(Data entries)
[Start of section]

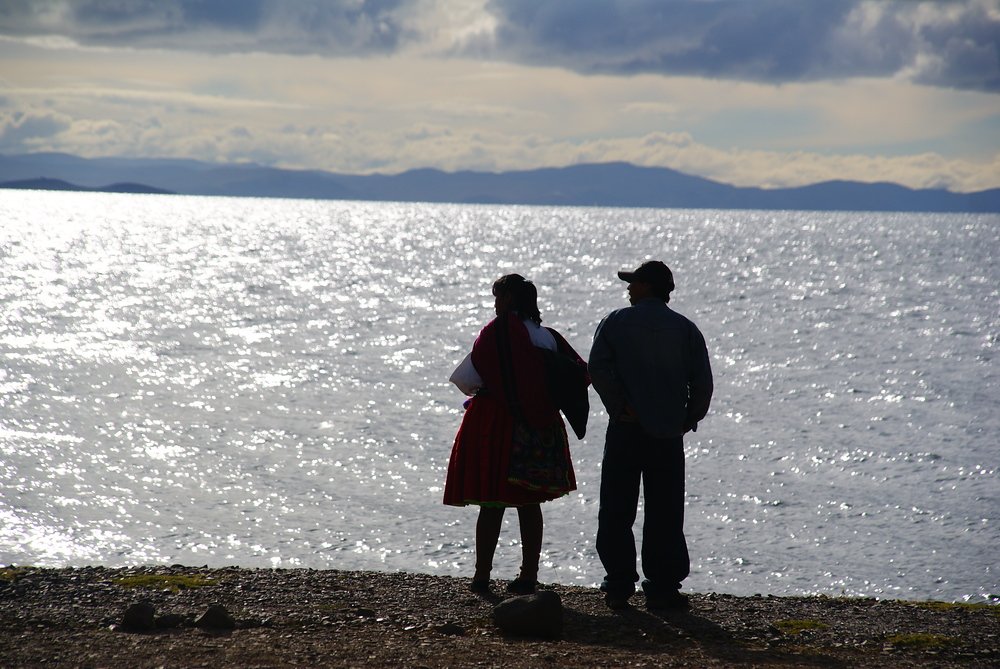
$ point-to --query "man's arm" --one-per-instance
(700, 385)
(603, 374)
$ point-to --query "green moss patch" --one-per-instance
(174, 582)
(792, 627)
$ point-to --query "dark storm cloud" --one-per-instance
(330, 27)
(950, 44)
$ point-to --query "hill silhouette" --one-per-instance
(602, 184)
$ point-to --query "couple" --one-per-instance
(651, 369)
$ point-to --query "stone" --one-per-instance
(139, 617)
(536, 615)
(170, 621)
(216, 617)
(450, 629)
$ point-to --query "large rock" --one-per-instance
(538, 615)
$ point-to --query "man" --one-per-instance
(650, 367)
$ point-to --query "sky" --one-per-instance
(768, 93)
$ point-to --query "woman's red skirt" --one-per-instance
(480, 460)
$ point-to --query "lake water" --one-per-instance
(263, 383)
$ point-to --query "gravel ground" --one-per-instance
(307, 618)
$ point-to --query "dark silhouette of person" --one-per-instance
(511, 449)
(650, 366)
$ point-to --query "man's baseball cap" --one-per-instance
(652, 272)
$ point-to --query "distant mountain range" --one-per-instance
(604, 184)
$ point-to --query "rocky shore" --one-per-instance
(221, 618)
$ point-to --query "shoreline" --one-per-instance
(71, 617)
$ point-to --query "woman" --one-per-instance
(511, 449)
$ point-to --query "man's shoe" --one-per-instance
(671, 600)
(616, 602)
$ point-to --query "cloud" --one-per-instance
(20, 130)
(943, 44)
(949, 44)
(327, 27)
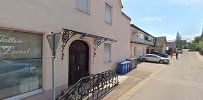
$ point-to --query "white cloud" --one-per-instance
(184, 2)
(150, 19)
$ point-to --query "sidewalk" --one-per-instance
(134, 80)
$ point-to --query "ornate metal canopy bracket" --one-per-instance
(97, 42)
(66, 36)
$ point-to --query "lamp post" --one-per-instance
(53, 40)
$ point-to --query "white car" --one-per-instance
(155, 58)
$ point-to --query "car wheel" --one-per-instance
(144, 60)
(161, 61)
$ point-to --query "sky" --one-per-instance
(166, 17)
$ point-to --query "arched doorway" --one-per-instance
(78, 61)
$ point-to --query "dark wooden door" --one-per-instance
(78, 61)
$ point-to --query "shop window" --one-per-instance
(20, 63)
(108, 13)
(107, 53)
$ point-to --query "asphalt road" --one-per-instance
(181, 80)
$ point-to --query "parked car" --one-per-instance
(179, 50)
(155, 58)
(160, 54)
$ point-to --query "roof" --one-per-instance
(160, 41)
(132, 25)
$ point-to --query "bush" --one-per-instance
(201, 51)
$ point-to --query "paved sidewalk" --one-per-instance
(133, 80)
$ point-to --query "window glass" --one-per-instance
(20, 62)
(108, 13)
(107, 52)
(83, 5)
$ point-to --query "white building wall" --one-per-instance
(46, 16)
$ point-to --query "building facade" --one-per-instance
(98, 37)
(141, 42)
(161, 44)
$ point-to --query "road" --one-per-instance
(181, 80)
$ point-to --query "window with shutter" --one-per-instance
(108, 13)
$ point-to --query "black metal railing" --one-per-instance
(93, 87)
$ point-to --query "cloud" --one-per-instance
(150, 19)
(184, 2)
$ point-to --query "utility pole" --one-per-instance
(53, 40)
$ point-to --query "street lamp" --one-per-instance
(53, 40)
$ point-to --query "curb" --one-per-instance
(131, 92)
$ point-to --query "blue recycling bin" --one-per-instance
(129, 65)
(122, 67)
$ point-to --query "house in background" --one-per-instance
(96, 35)
(160, 45)
(141, 42)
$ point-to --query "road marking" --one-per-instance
(131, 92)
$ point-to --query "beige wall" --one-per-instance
(46, 16)
(140, 50)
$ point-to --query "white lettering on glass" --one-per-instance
(9, 39)
(11, 50)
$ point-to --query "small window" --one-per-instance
(83, 5)
(108, 13)
(107, 53)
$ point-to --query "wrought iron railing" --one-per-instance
(93, 87)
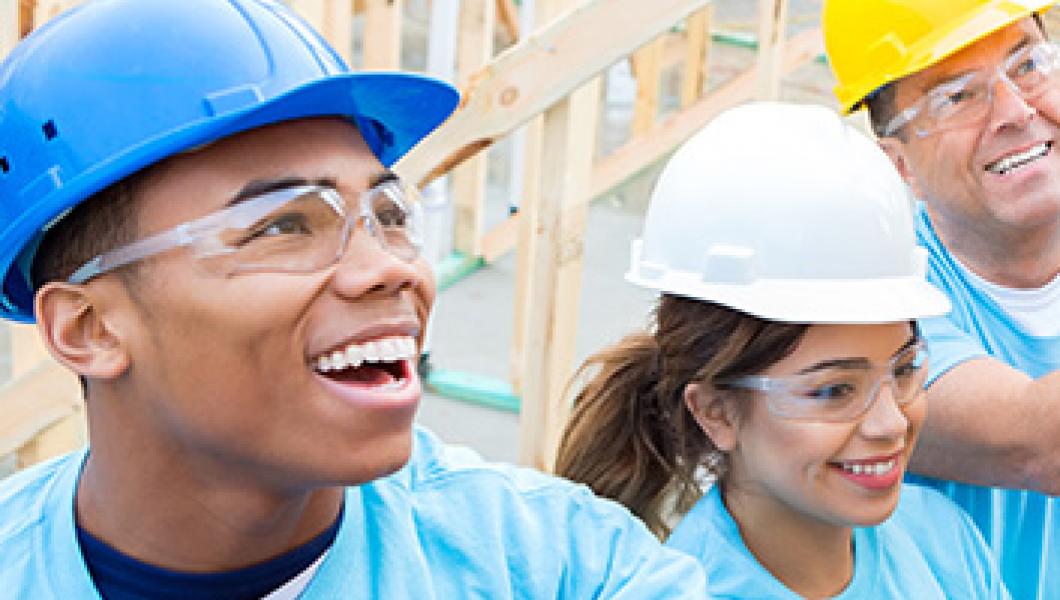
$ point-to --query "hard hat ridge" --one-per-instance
(872, 42)
(113, 86)
(784, 212)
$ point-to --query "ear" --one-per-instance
(713, 416)
(897, 152)
(76, 334)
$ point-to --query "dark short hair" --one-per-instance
(105, 221)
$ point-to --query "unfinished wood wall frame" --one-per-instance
(333, 19)
(382, 45)
(550, 82)
(549, 226)
(772, 19)
(467, 180)
(11, 24)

[End of section]

[Task goal] Without altering a word, return all of the records above and leave out their pictures.

[Reply to the task]
$ point-to --query "man's arm" --one-per-instance
(700, 385)
(603, 374)
$ point-to --query "green moss patch" --one-per-instance
(174, 582)
(792, 627)
$ point-to --query "dark storm cloud" --one-per-instance
(330, 27)
(950, 44)
$ point-to --query "hill silhouette" --one-per-instance
(602, 184)
$ point-to --query "couple" --one-per-instance
(651, 369)
$ point-to --query "stone" --one-per-instance
(139, 617)
(536, 615)
(170, 621)
(216, 617)
(450, 629)
$ point-to --query "large rock" --one-per-instance
(538, 615)
$ point-to --query "man" --one-per-instance
(650, 367)
$ point-to --query "sky" --one-per-instance
(768, 93)
$ point-to --query "woman's red skirt" --one-per-instance
(480, 460)
$ point-to --query "lake water" --one-per-instance
(263, 383)
$ point-to --query "gravel ground" --one-per-instance
(307, 618)
$ point-to --query "dark silhouette of person" --one-per-instance
(511, 449)
(650, 366)
$ point-to --query "man's baseball cap" --one-per-instance
(652, 272)
$ point-to --query "distant mountain range" --one-per-instance
(604, 184)
$ point-to --query "rocky shore" --one-per-instance
(221, 618)
$ point-to --query "shoreline" --one-per-instance
(71, 617)
$ point-to --query "woman" --one-per-instance
(511, 449)
$ point-to --query "man's shoe" --one-per-instance
(671, 600)
(616, 602)
$ point-to --query "cloud" --one-per-instance
(20, 130)
(943, 44)
(949, 44)
(327, 27)
$ point-to --query "white cloud" --one-per-instance
(184, 2)
(150, 19)
$ point-to --query "sidewalk" --one-per-instance
(134, 80)
$ point-to --query "ornate metal canopy bracket" --one-per-instance
(97, 42)
(66, 36)
$ point-to --query "lamp post" --one-per-instance
(53, 40)
$ point-to --query "white car" --one-per-instance
(155, 58)
$ point-to --query "car wheel" --one-per-instance
(144, 60)
(161, 61)
$ point-to --query "sky" --one-per-instance
(166, 17)
$ point-to --query "arched doorway" --one-per-instance
(78, 61)
$ point-to --query "dark wooden door" --one-per-instance
(78, 61)
$ point-to --query "shop window" --one-per-instance
(20, 63)
(108, 13)
(107, 53)
$ point-to --query "asphalt road" --one-per-instance
(181, 80)
$ point-to --query "parked car" --one-per-instance
(179, 50)
(155, 58)
(160, 54)
$ point-to --query "roof" --one-per-instance
(160, 41)
(132, 25)
$ point-to --query "bush" --one-per-instance
(201, 51)
$ point-to --query "paved sidewalk" --one-per-instance
(133, 80)
$ point-to --query "window glass" --one-per-instance
(20, 62)
(108, 13)
(107, 52)
(83, 5)
$ point-to --query "white building wall" --one-per-instance
(46, 16)
$ point-to --query "building facade" --one-per-instance
(98, 37)
(141, 42)
(161, 44)
$ point-to --query "road" --one-per-instance
(181, 80)
$ point-to --query "window with shutter" --one-per-instance
(108, 13)
$ point-to --query "black metal railing" --one-per-instance
(93, 87)
$ point-to --query "cloud" --one-per-instance
(150, 19)
(184, 2)
$ point-to --query "utility pole" --one-per-instance
(53, 40)
$ point-to --query "street lamp" --one-per-instance
(53, 40)
$ point-to --query "curb" --one-per-instance
(131, 92)
$ point-to --query "blue recycling bin" --one-per-instance
(129, 65)
(122, 67)
$ point-to --query "house in background" --one-per-instance
(96, 35)
(160, 45)
(141, 42)
$ point-to --query "road marking" --one-per-instance
(131, 92)
$ point-to --query "beige wall" --one-per-instance
(46, 16)
(140, 50)
$ point-to --query "white lettering on glass" --one-per-instance
(9, 39)
(11, 50)
$ point-to --query "small window" --one-per-instance
(83, 5)
(108, 13)
(107, 53)
$ point-to --query "wrought iron railing" --one-per-instance
(93, 87)
$ point-to --query "hard hat ridge" --one-per-instance
(872, 42)
(113, 86)
(784, 212)
$ point-to --query "ear" --one-per-instance
(713, 416)
(897, 152)
(76, 334)
$ point-to --query "dark short hair" --one-per-instance
(105, 221)
$ point-to --query "unfinished wood wall frame" --one-per-instance
(333, 19)
(382, 45)
(550, 82)
(549, 226)
(772, 19)
(467, 180)
(11, 24)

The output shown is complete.